_SELECTED PASSAGE_.
--- BEGIN ---

Published 02/17/2017, 02:33 AM
© Reuters. U.S. President-elect Donald Trump is broadcast on a screen on the floor at the NYSE in Manhattan, New York City

By Trevor Hunnicutt

NEW YORK (Reuters) - Investors boosted their bets on U.S.-based equity funds in the latest week and helped extend market gains since the presidential election, Lipper data showed on Thursday.

Stock funds based in the United States attracted nearly $11.5 billion during the week ended Feb. 15, including $8.9 billion into funds invested domestically, the data showed.

That marks a sharp shift from the week before, when investors pulled $98 million from domestic stock funds, and a weakening interest in U.S. stocks since Donald Trump's November election as president sparked a "Trump trade" rally late last year.

"Trump's anti-trade rhetoric with China and Japan have lessened over the last week," said Tom Roseen, head of research services for Thomson Reuters Lipper. "People are kind of going, 'Hey, maybe he's not going to be as radical'."

--- END ---

_SOURCE MATERIAL_.
--- BEGIN ---

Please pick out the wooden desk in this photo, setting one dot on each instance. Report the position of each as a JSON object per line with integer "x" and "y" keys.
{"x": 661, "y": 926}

--- END ---

Reproduce the Reuters article on investor bets on U.S. stock funds word for word, from start to finish. Work only from the text about stock fund flows.

Published 02/17/2017, 02:33 AM
© Reuters. U.S. President-elect Donald Trump is broadcast on a screen on the floor at the NYSE in Manhattan, New York City

By Trevor Hunnicutt

NEW YORK (Reuters) - Investors boosted their bets on U.S.-based equity funds in the latest week and helped extend market gains since the presidential election, Lipper data showed on Thursday.

Stock funds based in the United States attracted nearly $11.5 billion during the week ended Feb. 15, including $8.9 billion into funds invested domestically, the data showed.

That marks a sharp shift from the week before, when investors pulled $98 million from domestic stock funds, and a weakening interest in U.S. stocks since Donald Trump's November election as president sparked a "Trump trade" rally late last year.

"Trump's anti-trade rhetoric with China and Japan have lessened over the last week," said Tom Roseen, head of research services for Thomson Reuters Lipper. "People are kind of going, 'Hey, maybe he's not going to be as radical'."